(Exercise prompt) Nothing in the entries may be altered; copy them all exactly.

(Dataset entries)
== Segment start ==

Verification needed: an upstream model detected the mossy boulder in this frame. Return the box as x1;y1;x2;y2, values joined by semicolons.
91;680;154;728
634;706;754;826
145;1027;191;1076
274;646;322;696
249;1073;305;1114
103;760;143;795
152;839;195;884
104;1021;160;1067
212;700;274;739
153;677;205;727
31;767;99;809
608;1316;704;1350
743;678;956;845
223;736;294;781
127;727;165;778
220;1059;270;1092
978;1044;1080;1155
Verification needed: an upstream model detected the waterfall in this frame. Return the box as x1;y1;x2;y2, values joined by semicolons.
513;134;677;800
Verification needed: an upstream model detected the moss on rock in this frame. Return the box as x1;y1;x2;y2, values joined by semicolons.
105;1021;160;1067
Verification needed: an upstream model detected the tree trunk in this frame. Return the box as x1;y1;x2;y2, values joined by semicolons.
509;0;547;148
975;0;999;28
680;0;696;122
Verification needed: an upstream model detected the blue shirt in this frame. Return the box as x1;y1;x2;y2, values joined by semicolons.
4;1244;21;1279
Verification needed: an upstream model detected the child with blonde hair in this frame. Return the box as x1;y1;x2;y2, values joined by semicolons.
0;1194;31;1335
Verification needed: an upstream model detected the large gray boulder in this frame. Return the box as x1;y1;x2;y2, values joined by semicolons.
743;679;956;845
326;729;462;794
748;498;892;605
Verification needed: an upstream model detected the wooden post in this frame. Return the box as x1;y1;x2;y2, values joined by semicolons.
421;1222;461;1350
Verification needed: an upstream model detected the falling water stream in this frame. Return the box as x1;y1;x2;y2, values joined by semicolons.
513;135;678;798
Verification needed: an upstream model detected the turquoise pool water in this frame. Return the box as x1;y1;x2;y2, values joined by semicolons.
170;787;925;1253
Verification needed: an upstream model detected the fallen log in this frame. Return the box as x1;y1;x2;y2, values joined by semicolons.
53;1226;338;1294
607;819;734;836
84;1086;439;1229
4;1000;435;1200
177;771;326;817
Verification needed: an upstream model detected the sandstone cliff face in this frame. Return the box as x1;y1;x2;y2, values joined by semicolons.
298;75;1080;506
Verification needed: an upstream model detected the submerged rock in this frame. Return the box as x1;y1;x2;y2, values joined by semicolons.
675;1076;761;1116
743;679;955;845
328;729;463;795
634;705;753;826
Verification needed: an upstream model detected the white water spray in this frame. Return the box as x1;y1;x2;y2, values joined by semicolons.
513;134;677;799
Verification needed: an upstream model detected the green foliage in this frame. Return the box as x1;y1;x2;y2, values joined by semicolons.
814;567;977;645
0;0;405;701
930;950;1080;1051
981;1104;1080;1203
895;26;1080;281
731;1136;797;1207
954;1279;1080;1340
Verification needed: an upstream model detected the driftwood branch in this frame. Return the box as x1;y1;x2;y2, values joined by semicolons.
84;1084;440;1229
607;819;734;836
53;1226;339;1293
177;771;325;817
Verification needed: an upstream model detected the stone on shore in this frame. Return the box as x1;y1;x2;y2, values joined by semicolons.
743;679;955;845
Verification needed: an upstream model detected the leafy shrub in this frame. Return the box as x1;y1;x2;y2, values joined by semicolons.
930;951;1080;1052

== Segment end ==

(Response box)
Verification needed: an upstream model detected the mossy boulder in this frame. Return the box as x1;y1;x2;y2, values joined by semicolons.
91;680;154;728
634;706;754;826
145;1027;191;1076
274;646;322;696
249;1073;305;1114
103;760;143;795
152;839;195;884
104;1021;160;1067
212;700;274;739
153;677;205;727
31;767;99;809
608;1316;704;1350
743;678;956;845
223;736;294;781
127;727;165;778
220;1059;270;1092
978;1044;1080;1155
Verification needed: an upstream model detected the waterfall in this frame. Return the box as x1;y1;x2;y2, values joined by semicolons.
513;134;677;800
Verification needed: an upstream model detected the moss on rock in this frame. Return the box as x1;y1;x2;y2, values joined by semicolons.
105;1021;160;1067
Verification needed: an upstream model detected the tree trunk in this frame. Return the box as x1;y1;x2;y2, values joined by semicolons.
509;0;547;148
975;0;999;28
680;0;696;122
Verification needed: an upstream model detected the blue shirt in this frame. Return the box as x1;y1;x2;y2, values joined by semicolons.
4;1244;21;1279
Verification needed: an upstream model detected the child with blonde hair in this frame. Return the box as x1;y1;x2;y2, values joined by semicolons.
0;1194;31;1335
Verification needed: an upstream model detected the large gray boulder in this frame. Return the box as x1;y1;x2;y2, values joined by semicolons.
743;679;956;845
326;729;462;794
748;498;892;605
Verification needed: an upstream model detected the wooden post in this frame. Return the box as x1;y1;x2;y2, values joined by semicolons.
421;1222;461;1350
Verification needed: an upstream model detected the falling water stream in this frame. Return the box as x1;y1;x2;y2, values joined by semicolons.
513;135;678;798
Verification needed: an upstream model detected the turquoise pool water in this frame. Return the box as x1;y1;x2;y2, values joined by semicolons.
170;787;925;1253
Verification needed: an upstream model detected the fallen log in this frame. Return the box as x1;y1;x2;y2, values joined by semicolons.
53;1226;338;1294
607;819;734;836
84;1086;439;1229
4;1000;435;1200
177;771;326;817
Verification needed: an upstream model detected the sandstone cliff face in this frame. Return the box as x1;y1;x2;y2, values joined by semicolons.
298;75;1080;506
Verification needed: an upstream model detected the submerged rock in this frame. Return the box as x1;y1;x2;y2, values joined by semicolons.
675;1076;761;1116
743;679;955;845
328;729;463;795
634;705;753;826
Verification needed: an upstream model detected the white water spray in this frame. Return the box as x1;y1;x2;y2, values joined by semicolons.
513;134;677;799
Verification needed: an upstream model detected the green foliage in this frame. Return the box as x1;y1;x2;y2, values joined by semicolons.
814;567;977;645
0;0;405;701
930;950;1080;1051
981;1104;1080;1203
895;26;1080;281
731;1136;797;1207
954;1279;1080;1340
Verification needed: an upstream model detected the driftwood branch in this frame. Return the box as x1;y1;x2;y2, values joined by semicolons.
84;1084;440;1229
607;819;734;836
53;1226;339;1293
177;771;325;817
Verification needed: an upstream model detected the stone on shore in this frame. Return the box as x1;y1;x2;y2, values joined by semicolons.
743;679;955;845
Verification needed: an upstream model detected the leafy shrub in this frame. Return the box as x1;y1;x2;y2, values joined by semicolons.
930;951;1080;1052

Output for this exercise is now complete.